◆ **Prompt**: Give the data back exactly as it stands.

══ Provided entries ══

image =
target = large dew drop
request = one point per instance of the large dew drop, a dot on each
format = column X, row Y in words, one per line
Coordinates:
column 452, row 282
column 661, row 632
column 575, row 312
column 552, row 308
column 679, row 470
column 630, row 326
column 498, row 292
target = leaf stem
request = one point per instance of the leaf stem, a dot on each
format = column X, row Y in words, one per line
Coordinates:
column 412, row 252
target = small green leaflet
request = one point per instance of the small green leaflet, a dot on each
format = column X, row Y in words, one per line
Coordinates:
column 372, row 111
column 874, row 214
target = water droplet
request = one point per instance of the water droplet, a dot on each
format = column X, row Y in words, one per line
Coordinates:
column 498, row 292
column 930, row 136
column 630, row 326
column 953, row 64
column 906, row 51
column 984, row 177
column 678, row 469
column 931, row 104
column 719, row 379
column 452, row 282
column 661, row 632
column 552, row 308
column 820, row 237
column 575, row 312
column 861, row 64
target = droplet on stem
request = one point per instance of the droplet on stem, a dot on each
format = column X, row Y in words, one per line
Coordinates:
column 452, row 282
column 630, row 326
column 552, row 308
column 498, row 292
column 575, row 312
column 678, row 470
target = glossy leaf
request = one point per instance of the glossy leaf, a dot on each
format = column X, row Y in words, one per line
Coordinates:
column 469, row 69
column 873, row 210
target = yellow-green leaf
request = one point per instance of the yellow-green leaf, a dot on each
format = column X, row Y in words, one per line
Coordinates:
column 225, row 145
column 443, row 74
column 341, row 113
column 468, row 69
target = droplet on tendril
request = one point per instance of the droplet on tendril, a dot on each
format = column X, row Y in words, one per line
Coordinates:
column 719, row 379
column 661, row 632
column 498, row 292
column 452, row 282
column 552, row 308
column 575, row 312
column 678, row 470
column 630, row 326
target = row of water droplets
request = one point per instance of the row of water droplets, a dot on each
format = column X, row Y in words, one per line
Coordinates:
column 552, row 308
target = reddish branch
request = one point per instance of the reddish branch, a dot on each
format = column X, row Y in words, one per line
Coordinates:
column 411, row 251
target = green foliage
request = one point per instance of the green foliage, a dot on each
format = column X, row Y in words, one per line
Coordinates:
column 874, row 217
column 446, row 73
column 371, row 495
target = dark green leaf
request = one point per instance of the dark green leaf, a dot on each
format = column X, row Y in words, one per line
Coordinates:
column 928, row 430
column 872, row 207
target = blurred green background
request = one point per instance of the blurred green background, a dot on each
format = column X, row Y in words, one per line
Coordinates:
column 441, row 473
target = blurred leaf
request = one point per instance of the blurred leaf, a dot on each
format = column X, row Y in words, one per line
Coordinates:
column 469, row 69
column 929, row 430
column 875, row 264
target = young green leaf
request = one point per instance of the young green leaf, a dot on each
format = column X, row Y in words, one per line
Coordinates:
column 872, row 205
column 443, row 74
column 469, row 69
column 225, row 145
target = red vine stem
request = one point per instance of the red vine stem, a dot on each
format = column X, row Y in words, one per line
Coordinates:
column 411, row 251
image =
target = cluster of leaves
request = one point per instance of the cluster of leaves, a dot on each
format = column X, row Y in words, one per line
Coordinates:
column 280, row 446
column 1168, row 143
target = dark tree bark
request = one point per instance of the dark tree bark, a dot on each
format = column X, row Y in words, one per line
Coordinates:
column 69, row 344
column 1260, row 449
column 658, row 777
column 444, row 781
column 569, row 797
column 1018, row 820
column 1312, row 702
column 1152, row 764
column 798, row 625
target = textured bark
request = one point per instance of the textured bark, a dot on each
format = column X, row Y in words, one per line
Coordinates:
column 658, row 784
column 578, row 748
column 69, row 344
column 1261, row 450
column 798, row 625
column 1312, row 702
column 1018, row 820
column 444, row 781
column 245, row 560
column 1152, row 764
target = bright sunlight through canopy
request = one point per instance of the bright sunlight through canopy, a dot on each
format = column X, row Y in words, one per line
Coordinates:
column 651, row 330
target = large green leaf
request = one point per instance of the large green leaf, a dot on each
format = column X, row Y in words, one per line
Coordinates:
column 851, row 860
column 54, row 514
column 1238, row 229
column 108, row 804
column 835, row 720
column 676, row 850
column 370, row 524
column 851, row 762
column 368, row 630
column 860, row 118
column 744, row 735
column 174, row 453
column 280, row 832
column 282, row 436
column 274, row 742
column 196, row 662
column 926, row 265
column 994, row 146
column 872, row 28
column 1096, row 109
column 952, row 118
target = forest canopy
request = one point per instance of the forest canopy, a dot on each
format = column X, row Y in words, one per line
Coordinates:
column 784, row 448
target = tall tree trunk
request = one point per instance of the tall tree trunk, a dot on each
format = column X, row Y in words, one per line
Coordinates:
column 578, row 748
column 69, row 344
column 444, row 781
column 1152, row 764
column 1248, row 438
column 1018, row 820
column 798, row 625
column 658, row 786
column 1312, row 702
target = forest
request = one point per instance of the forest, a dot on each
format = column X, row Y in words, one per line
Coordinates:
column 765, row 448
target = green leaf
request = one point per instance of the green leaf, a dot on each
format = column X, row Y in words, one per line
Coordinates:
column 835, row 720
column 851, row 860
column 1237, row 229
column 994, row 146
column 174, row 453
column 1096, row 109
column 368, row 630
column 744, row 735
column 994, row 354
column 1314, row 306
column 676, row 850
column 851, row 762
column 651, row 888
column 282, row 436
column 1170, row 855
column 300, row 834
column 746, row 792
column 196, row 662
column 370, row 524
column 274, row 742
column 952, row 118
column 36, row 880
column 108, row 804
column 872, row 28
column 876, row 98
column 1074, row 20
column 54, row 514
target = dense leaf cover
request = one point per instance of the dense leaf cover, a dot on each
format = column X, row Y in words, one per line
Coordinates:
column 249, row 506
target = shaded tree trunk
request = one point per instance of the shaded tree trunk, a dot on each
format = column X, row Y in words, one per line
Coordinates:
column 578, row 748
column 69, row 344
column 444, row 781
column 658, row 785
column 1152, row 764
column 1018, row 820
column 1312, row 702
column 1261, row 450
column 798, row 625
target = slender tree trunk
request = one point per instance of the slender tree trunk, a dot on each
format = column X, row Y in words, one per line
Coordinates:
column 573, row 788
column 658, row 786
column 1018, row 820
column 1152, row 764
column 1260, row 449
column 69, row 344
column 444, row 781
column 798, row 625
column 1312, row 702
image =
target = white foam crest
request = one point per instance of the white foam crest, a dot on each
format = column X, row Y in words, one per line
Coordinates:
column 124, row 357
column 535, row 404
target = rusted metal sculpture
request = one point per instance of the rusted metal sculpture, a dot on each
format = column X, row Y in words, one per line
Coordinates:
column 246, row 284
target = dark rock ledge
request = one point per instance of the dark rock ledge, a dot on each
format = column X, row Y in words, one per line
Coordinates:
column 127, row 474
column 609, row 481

═══

◆ **Reply to the exercise**:
image =
target = large dew drop
request = one point per instance of the large dew drop, a dot on each
format = column X, row Y in words, one per line
Coordinates:
column 452, row 282
column 661, row 632
column 575, row 312
column 552, row 308
column 679, row 470
column 630, row 326
column 498, row 292
target = leaf stem
request = one point per instance of the leaf stem, a dot on each
format = column X, row Y in words, one per line
Coordinates:
column 412, row 252
target = small green leaflet
request = one point per instance of the small green leaflet, a dot on each
format = column X, row Y in words, one per line
Coordinates:
column 372, row 111
column 874, row 214
target = water droplet
request = one point per instance of the water droplet, a dot on each
format = column X, row Y in words, one per line
Coordinates:
column 498, row 292
column 930, row 136
column 630, row 326
column 953, row 64
column 906, row 51
column 984, row 177
column 678, row 469
column 931, row 104
column 719, row 379
column 452, row 282
column 661, row 632
column 552, row 308
column 820, row 237
column 575, row 312
column 861, row 64
target = droplet on stem
request = one point per instance of the droplet on stem, a dot on each
format = column X, row Y in words, one per line
Coordinates:
column 452, row 282
column 630, row 326
column 552, row 308
column 498, row 292
column 575, row 312
column 678, row 470
target = glossy leaf
request = one point per instance of the glossy leaf, a dot on each
format = column X, row Y in words, one per line
Coordinates:
column 469, row 69
column 873, row 210
target = yellow-green leaf
request = one point per instance of the yellow-green leaf, a dot on each
format = column X, row Y in words, one per line
Coordinates:
column 225, row 145
column 443, row 74
column 341, row 113
column 468, row 69
target = droplet on tendril
request = one point per instance of the droplet on tendril, a dot on each
format = column X, row Y in words, one per line
Coordinates:
column 719, row 379
column 661, row 632
column 498, row 292
column 452, row 282
column 552, row 308
column 575, row 312
column 678, row 470
column 630, row 326
target = row of water droplets
request = one point per instance of the row of water droplets, a dot on each
format = column X, row Y in words, one per line
Coordinates:
column 552, row 308
target = reddish branch
request = one point per instance of the reddish branch, a dot on each
format = column X, row Y in words, one per line
Coordinates:
column 411, row 251
target = green foliage
request = one point per instance of the green foliage, a dot on each
format = column X, row Y in words, one per line
Coordinates:
column 874, row 217
column 446, row 73
column 371, row 495
target = dark green leaf
request = one point per instance of the dark green leaf, a dot on each
format = column X, row Y in words, one per line
Coordinates:
column 928, row 430
column 872, row 207
target = blurred green background
request = one point per instance of the blurred green background, a dot on each
format = column X, row Y in words, one per line
Coordinates:
column 441, row 473
target = blurred leaf
request = one point per instance of the blurred leaf, a dot on each
format = column X, row Y in words, one per line
Coordinates:
column 469, row 69
column 929, row 430
column 875, row 264
target = young green leaf
request = one point per instance of the young green leaf, a dot on each
format = column X, row Y in words, one per line
Coordinates:
column 872, row 205
column 443, row 74
column 469, row 69
column 225, row 145
target = red vine stem
request = one point per instance of the red vine stem, a dot on each
format = column X, row Y in words, one per line
Coordinates:
column 411, row 251
image =
target = cluster of leaves
request = one point per instance of the cluster of leaves, a dot on each
format = column X, row Y in words, one per line
Coordinates:
column 280, row 446
column 1168, row 143
target = dark tree bark
request = one point per instance of the dark tree bark, a dot on each
format = column X, row Y in words, one per line
Coordinates:
column 69, row 344
column 1260, row 449
column 658, row 777
column 444, row 781
column 569, row 797
column 1018, row 820
column 1312, row 702
column 1152, row 764
column 798, row 625
target = textured bark
request = one point per instance of the textured bark, a dot on each
format = column X, row Y in words, one per line
Coordinates:
column 658, row 784
column 578, row 748
column 69, row 344
column 1261, row 450
column 798, row 625
column 1312, row 702
column 1018, row 820
column 444, row 781
column 245, row 560
column 1152, row 764
target = bright sunlight through canopy
request = one point per instance of the bright sunlight through canopy, a dot on each
format = column X, row Y in words, one per line
Coordinates:
column 651, row 330
target = large green leaf
request = one point per instance of the large green leaf, a dot on each
format = column X, row Y in words, one per line
Coordinates:
column 851, row 860
column 54, row 514
column 1238, row 229
column 108, row 804
column 835, row 720
column 676, row 850
column 370, row 524
column 851, row 762
column 368, row 630
column 860, row 118
column 744, row 735
column 174, row 453
column 280, row 832
column 282, row 436
column 274, row 742
column 196, row 662
column 926, row 265
column 994, row 146
column 872, row 28
column 1096, row 109
column 952, row 118
target = forest canopy
request = one point per instance of the forest canopy, a dot on each
format = column X, row Y in words, one per line
Coordinates:
column 784, row 448
target = tall tree trunk
request = one point per instance of the tall tree trunk, a dot on each
format = column X, row Y in words, one per line
Coordinates:
column 578, row 748
column 69, row 344
column 444, row 781
column 1152, row 764
column 1248, row 438
column 1018, row 820
column 798, row 625
column 658, row 786
column 1312, row 702
target = forest
request = one point per instance of the forest, a dot on each
format = column X, row Y in words, one per line
Coordinates:
column 765, row 448
target = green leaf
request = one point per instance of the green leaf, a dot on each
format = column X, row Y in words, one per line
Coordinates:
column 835, row 720
column 851, row 860
column 1237, row 229
column 994, row 146
column 174, row 453
column 1096, row 109
column 368, row 630
column 744, row 735
column 994, row 354
column 1314, row 306
column 676, row 850
column 851, row 762
column 651, row 888
column 282, row 436
column 1170, row 855
column 300, row 834
column 746, row 792
column 196, row 662
column 370, row 524
column 274, row 742
column 952, row 118
column 36, row 880
column 108, row 804
column 872, row 28
column 876, row 98
column 1074, row 20
column 54, row 514
target = dense leaf cover
request = one point per instance of the dense leaf cover, a dot on each
format = column X, row Y in words, one per line
Coordinates:
column 249, row 506
target = shaded tree trunk
request = one point per instance of the shaded tree trunk, a dot on each
format = column X, row Y in words, one per line
Coordinates:
column 578, row 748
column 69, row 344
column 444, row 781
column 658, row 785
column 1152, row 764
column 1018, row 820
column 1312, row 702
column 1261, row 450
column 798, row 625
target = slender tree trunk
request = one point per instance of the slender tree trunk, a dot on each
format = column X, row Y in words, one per line
Coordinates:
column 573, row 788
column 658, row 786
column 1018, row 820
column 1152, row 764
column 1260, row 449
column 69, row 344
column 444, row 781
column 798, row 625
column 1312, row 702
image =
target = white foam crest
request = one point per instance of the white foam crest, a dot on each
format = column X, row Y in words, one per line
Coordinates:
column 124, row 357
column 535, row 404
target = rusted metal sculpture
request = one point per instance of the rusted metal sculpture, a dot on each
format = column X, row Y in words, one per line
Coordinates:
column 246, row 284
target = dark rock ledge
request = one point per instance of the dark rock ledge, a dot on each
format = column X, row Y in words, one per line
Coordinates:
column 127, row 474
column 609, row 481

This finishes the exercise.